- [TEXTE EXTRAIT]:
Carmelo Anthony est désormais à la retraite. Cela n’a surpris personne, il était grand temps de l’annoncer. L’ailier aura été un des visages de la grande ligue pendant presque 2 décennies. Il est devenu également un de ses personnages les plus polarisants. Anthony a connu une trajectoire de carrière étonnante, on pourrait même dire qu’il a tout fait à l’envers. Il a commencé par faire l’unanimité, puis il a divisé au fil des ans. Par son jeu et par sa personnalité. Par ses choix de carrière et par son manque de succès collectifs, Anthony a fini par perdre son statut d’intouchable alors que ses pairs, ceux de la draft 2003, gravissaient les échelons.
Il paraît loin le temps où nombre des meilleurs défenseurs NBA parlaient de Melo comme de leur Némésis. Pourtant il a fait partie de ceux qu’on regarde émerveillé pour la panoplie de leur jeu offensif, il a obtenu un succès immédiat en arrivant en NBA et rien de tout cela n’était volé. La vérité je crois, c’est que Carmelo a en réalité été le dernier des Mohicans. Le dernier représentant d’une manière de jouer au basketball, et comme il n’est jamais bon signe d’être le dernier à faire quelque chose, son jeu a fini par devenir anachronique. Peut-être que Carmelo Anthony était le joueur égoïste et pas toujours impliqué que certains ont décrit. Peut-être qu’il est un génie devenu incompris alors qu’un de ses meilleurs amis, LeBron James, était en train de changer le jeu à jamais.

- [VOS TÂCHES]:
A. D'après le texte sur Carmelo Anthony, pendant combien de temps l'ailier a-t-il été un des visages de la grande ligue ?
B. Dans le texte sur Carmelo Anthony, résumez plus brièvement le paragraphe qui commence par « Il paraît loin le temps », sans perdre ses faits principaux.
C. Poursuivez le texte sur Carmelo Anthony à partir de sa dernière phrase.

- [Entrées de données enregistrées]:
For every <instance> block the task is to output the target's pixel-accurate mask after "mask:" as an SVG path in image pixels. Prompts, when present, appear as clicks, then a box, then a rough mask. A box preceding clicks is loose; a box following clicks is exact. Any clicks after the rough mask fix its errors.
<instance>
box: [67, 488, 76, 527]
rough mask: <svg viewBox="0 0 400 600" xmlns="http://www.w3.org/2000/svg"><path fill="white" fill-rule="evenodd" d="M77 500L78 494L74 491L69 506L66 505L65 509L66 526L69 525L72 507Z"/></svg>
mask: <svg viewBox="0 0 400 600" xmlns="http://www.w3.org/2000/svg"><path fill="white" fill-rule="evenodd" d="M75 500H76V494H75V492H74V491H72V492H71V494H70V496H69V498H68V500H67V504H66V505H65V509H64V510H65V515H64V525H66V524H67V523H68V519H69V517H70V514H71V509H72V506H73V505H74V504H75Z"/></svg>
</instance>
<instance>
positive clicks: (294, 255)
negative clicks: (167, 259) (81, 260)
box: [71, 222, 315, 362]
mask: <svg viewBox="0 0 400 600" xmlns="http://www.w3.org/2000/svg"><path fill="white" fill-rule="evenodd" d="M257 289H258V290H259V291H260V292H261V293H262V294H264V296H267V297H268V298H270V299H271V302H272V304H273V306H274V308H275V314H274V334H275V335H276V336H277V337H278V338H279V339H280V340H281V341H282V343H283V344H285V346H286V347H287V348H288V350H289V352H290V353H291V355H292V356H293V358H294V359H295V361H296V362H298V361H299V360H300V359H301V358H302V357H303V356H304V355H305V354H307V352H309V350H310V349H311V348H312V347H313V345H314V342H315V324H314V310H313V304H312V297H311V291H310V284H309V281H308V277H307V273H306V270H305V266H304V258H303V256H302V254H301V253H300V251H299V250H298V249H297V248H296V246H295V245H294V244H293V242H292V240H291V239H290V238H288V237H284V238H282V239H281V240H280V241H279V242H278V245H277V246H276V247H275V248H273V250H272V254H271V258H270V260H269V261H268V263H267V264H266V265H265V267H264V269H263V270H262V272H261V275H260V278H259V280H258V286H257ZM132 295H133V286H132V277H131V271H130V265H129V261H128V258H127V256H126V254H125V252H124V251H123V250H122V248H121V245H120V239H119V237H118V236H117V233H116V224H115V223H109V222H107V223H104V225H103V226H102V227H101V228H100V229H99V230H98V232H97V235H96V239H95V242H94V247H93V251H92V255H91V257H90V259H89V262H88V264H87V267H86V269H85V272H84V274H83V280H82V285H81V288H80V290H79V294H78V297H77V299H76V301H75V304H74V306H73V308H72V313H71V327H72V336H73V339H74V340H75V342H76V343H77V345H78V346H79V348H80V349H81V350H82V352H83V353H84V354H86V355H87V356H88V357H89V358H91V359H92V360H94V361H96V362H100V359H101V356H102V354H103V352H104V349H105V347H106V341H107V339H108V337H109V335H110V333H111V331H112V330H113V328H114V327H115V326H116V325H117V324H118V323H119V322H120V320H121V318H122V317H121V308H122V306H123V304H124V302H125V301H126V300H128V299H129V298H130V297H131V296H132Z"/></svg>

- [RÉPONSES FOURNIES]:
A. Pendant presque deux décennies.

B. Autrefois, beaucoup des meilleurs défenseurs NBA voyaient en Melo leur Némésis. Son jeu offensif varié émerveillait, et son succès immédiat en NBA était mérité. Le texte le présente comme le dernier des Mohicans, dernier représentant d'une manière de jouer, dont le jeu est devenu anachronique. Peut-être était-il le joueur égoïste et pas toujours impliqué que certains ont décrit, ou un génie devenu incompris pendant que son ami LeBron James changeait le jeu à jamais.

C.
Comme la vérité est souvent dans un entre-deux, je vous propose de revenir sur la carrière d’un joueur adoré de certains et conspué par d’autres. Surtout, je vous propose de parler d’un monstre de la balle orange, que vous le vouliez ou non.
Carmelo Anthony, un joueur arrivé prêt au succès
Quand Carmelo Anthony est choisi en 3eme position de la draft 2003, il n’a connu que le succès. Carmelo est un prodige de la balle orange, il a connu le succès au lycée (avec Oak Hill Academy), puis il est entré dans la légende de la NCAA. Une seule saison à l’université lui a suffit pour laisser sa marque. Avec ses conrows, le maillot orange de Syracuse et sa panoplie offensive “Melo” est le basket. Et il est New-York. Il honore ainsi la ville dans laquelle il a grandi, dans laquelle il a rêvé de jouer une fois en NBA en amenant le premier et seul titre pour les hommes en Orange de Syracuse. Il laisse une trace impérissable et une photo iconique avant de débarquer dans le Colorado pour jouer pour les Denver Nuggets.
Dans une franchise qui n’a jamais rien remporté, dont le dernier coup d’éclat se résume à un upset en Playoffs durant la décennie précédente, Carmelo va faire jaillir la lumière. Son début de carrière ressemble en de nombreux points à un rêve. Il devient l’un des meilleurs scoreurs de l’histoire moderne en saison rookie, devient le leader offensif d’une équipe qui retrouve les Playoffs et ce, dès sa première saison. Pour compléter ce portrait, Carmelo possède un style, une esthétique dans son jeu qui soulève les foules et fascine de nombreux fans.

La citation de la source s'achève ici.